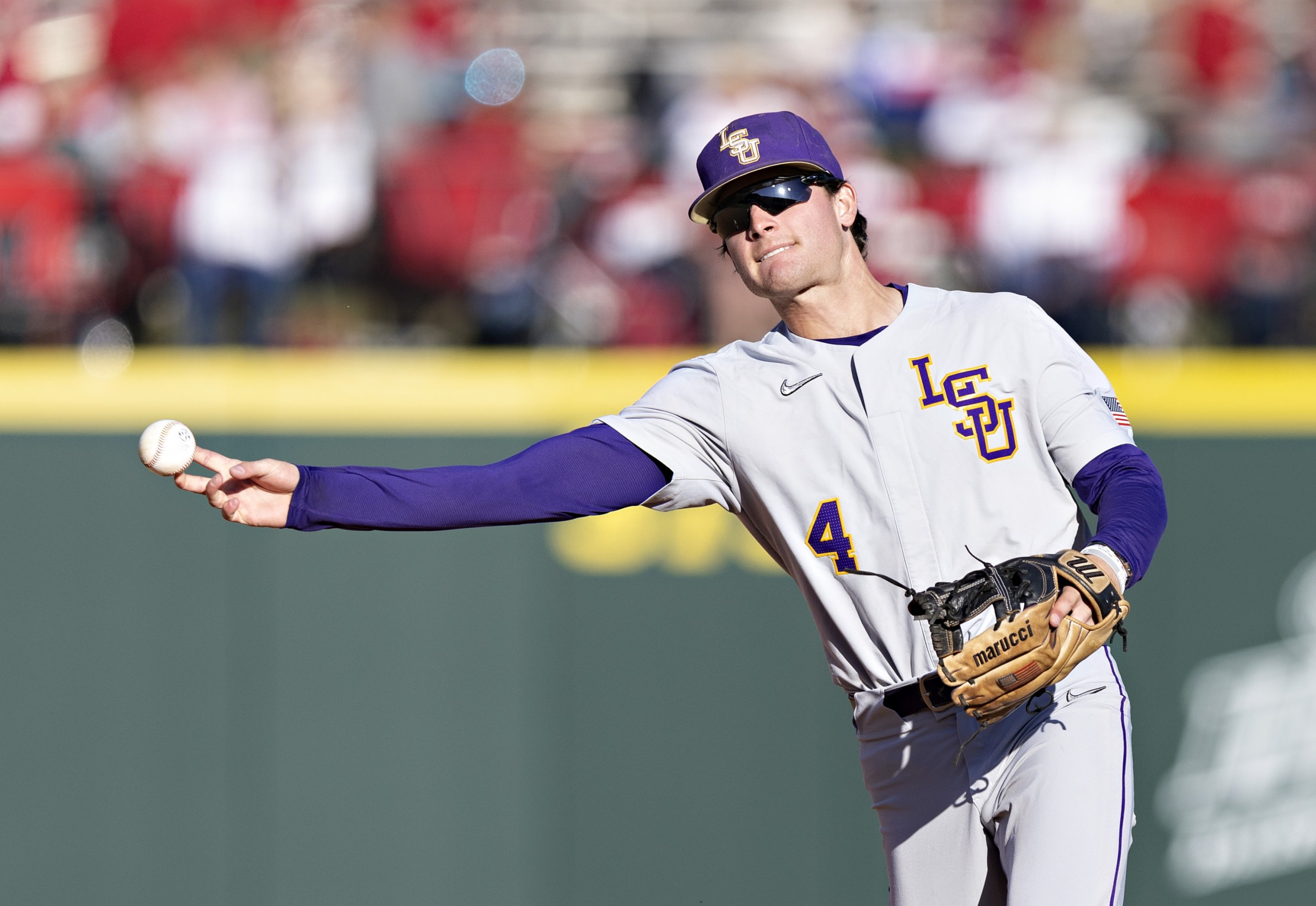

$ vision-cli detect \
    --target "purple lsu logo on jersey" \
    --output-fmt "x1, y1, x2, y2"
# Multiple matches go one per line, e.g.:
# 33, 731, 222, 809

━━━━━━━━

Prompt: Could you repeat these lines with "jersey" swapped for "shirt" and everything else unchanged, leaving the pictures out?

Result of the task:
$ vision-cli detect \
    --target "purple lsu logo on shirt" \
    --output-fmt "x1, y1, x2, y2"
# Multiple matches go one per line, e.g.:
# 33, 731, 222, 809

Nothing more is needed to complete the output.